[Entries for pointing and labeling]
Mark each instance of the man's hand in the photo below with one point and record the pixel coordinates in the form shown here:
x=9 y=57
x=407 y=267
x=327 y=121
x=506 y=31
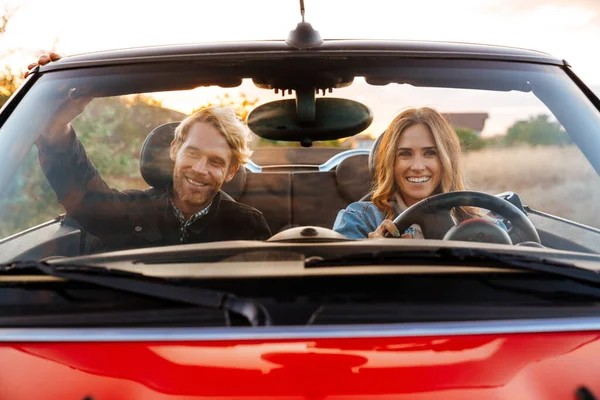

* **Exercise objective**
List each line of the entries above that contains the word "instance". Copy every such line in full.

* **Result for this task**
Mark each instance of the man's hand in the photo below with one point and record the pixel coordinates in the form shown here:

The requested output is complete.